● ZITIERTE PASSAGE:
------------

Vorbild der Kampert’schen Wohnung war, so vermutete Brechts erste Mitarbeiterin, die Autorin Elisabeth Hauptmann, in ihrem Tagebuch, die Wohnung Friedrich Kroners. Kroner war seit 1926 Chefredakteur der Monatszeitschrift Uhu, die von 1924 bis 1934 im Berliner Ullstein Verlag erschien. Lakonisch knapp und nicht selten satirisch wurden in dem beliebten Zeitgeist-Magazin in Form von Fotoromanen, Erlebnisberichten und Interviews wichtige Themen der Zeit behandelt. Lieschen Neumann will Karriere machen, Was Männer so reden, Leben mit der Schreibmaschine, Wie man ein Liebesverhältnis löst, Eine tüchtige Hausfrau muß 41 Berufe können!, Blond oder brünett? Urlaub von der Ehe – so einige der verheißungsvollen Titel.

Es hätte aber auch das Domizil des Theaterregisseurs Erwin Piscator in Berlin-Wilmersdorf für die Brecht’sche Bauhauswohnung Pate stehen können, der als Landsturmmann an der Ypern-Front den Schmutz des Schützengrabens wie Kampert aus eigenem Erleben kannte. Piscator hatte sich ab 1920 als Erfinder des Proletarischen Theaters in Berlin etabliert und sich 1927 seine 5-Zimmer-Wohnung von Marcel Breuer einrichten lassen. Breuer, Bauhausschüler und -lehrer, war ein Protegé von Walter Gropius, mit dem Piscator zu jener Zeit am Projekt eines Totaltheaters arbeitete, das die räumliche Trennung von Schauspielern und Zuschauern aufheben sollte.

------------

● GEGEBENE DATEN:
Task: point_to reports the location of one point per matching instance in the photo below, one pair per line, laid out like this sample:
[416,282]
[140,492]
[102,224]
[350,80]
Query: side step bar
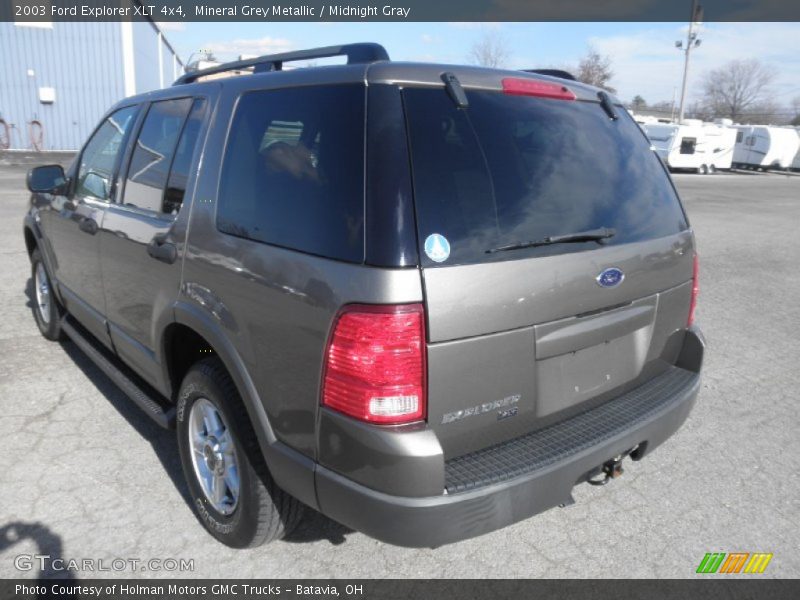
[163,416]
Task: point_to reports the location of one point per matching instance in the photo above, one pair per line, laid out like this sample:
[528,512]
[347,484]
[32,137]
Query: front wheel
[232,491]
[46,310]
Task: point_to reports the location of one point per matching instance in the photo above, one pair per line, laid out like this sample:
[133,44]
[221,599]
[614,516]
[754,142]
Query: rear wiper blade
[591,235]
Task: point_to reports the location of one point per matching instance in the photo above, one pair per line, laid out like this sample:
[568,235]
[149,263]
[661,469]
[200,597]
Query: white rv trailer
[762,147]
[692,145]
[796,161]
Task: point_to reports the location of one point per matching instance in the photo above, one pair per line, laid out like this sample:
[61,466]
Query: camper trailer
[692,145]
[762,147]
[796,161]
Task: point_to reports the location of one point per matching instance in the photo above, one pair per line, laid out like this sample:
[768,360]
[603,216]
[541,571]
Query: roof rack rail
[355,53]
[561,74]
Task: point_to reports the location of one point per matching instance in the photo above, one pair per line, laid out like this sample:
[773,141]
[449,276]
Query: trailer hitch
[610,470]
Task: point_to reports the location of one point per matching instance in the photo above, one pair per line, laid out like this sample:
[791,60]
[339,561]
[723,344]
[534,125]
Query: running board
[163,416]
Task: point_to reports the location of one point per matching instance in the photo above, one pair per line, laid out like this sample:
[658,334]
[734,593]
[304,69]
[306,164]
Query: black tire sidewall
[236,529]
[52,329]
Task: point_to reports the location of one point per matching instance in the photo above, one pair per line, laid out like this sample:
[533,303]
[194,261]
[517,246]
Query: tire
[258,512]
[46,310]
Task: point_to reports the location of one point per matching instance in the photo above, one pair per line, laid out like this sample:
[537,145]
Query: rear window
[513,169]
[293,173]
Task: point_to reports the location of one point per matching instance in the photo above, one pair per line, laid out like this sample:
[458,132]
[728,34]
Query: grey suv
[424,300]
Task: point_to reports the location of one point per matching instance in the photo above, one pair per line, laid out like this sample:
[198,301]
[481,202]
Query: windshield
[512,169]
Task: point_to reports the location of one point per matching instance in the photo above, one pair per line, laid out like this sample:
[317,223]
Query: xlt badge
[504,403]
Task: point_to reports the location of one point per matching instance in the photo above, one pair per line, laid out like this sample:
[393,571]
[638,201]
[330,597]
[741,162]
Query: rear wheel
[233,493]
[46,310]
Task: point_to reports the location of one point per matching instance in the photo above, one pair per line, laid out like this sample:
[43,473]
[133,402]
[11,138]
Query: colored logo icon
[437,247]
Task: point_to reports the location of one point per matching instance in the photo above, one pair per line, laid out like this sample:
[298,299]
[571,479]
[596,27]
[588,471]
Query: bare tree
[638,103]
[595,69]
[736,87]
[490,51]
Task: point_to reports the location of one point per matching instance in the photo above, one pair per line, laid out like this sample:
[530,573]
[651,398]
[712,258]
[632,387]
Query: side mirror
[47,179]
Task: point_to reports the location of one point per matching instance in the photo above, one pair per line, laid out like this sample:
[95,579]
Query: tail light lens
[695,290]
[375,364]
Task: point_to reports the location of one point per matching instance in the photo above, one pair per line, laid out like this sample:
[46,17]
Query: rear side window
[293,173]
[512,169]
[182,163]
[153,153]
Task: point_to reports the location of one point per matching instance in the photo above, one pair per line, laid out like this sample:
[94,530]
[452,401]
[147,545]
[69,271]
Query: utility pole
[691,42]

------------

● ZIELE:
1. Wer hat Erwin Piscator laut der zitierten Passage 1927 seine 5-Zimmer-Wohnung eingerichtet?
2. Führe die zitierte Passage über die möglichen Vorbilder der Kampert'schen Wohnung weiter.
Die Daten werden hier nicht gebraucht.

● ANTWORTEN JE AUFGABE:
1. Marcel Breuer.

2.
Für Piscators Wohnung entwarf Breuer einen Tisch mit Stahlgestell und Glasplatte, einen anderen mit Holzplatte und einem Untergestell in Form eines breiten Doppel-T-Trägers, dazu Stahlrohrstühle, ineinanderschiebbare Beistelltischchen und ein recht langes schwarzes Sideboard in mittlerer Wandhöhe für Gläser und Geschirr. Wohnzimmer, Esszimmer, Arbeitsraum, Schlafzimmer mit Gymnastikecke und Ankleide mit Frisiertisch für die Dame reihten sich aneinander und gaben sich kühl, nüchtern, sachlich. Weiße Kugellampen, an Stahlstäben abgehängt, tauchten das Esszimmer in vermutlich sehr helles Licht. Freundliche Stoffbespannungen an einigen Wänden hinter den Liegen und helle Vorhänge verbreiteten etwas Gemütlichkeit. Das einzig fragwürdige Detail des ansonsten untadeligen Ambientes war ein Ablagebord mit kleinen Kakteen. Waren sie einer verschämten Vorliebe des Hausherrn geschuldet oder seinem Willen zu pointierter Verfremdung?

Die Wohnung wurde im Rahmen einer Homestory mit Bildern der Fotografin Cami Stone im Lifestyle-Magazin Die Dame unter der Überschrift Das Heim Piscators. Eine sachliche Wohnung und in der Design-Zeitschrift Die Form vorgestellt.6 Viele interessierte Besucher kamen, um sich die Wohnung anzusehen. Zu ihnen gehörte der große Chronist seiner Zeit, Harry Graf Kessler, der selbst dreißig Jahre zuvor mit seiner von Henry van de Velde ausgestatteten, in der Köthener Straße gelegenen Wohnung das fortschrittlich gesinnte Berlin angezogen hatte. In ihr hatte er jene legendären Gesellschaften gegeben, zu denen eingeladen zu werden viele hofften und nur wenige sich rühmen konnten.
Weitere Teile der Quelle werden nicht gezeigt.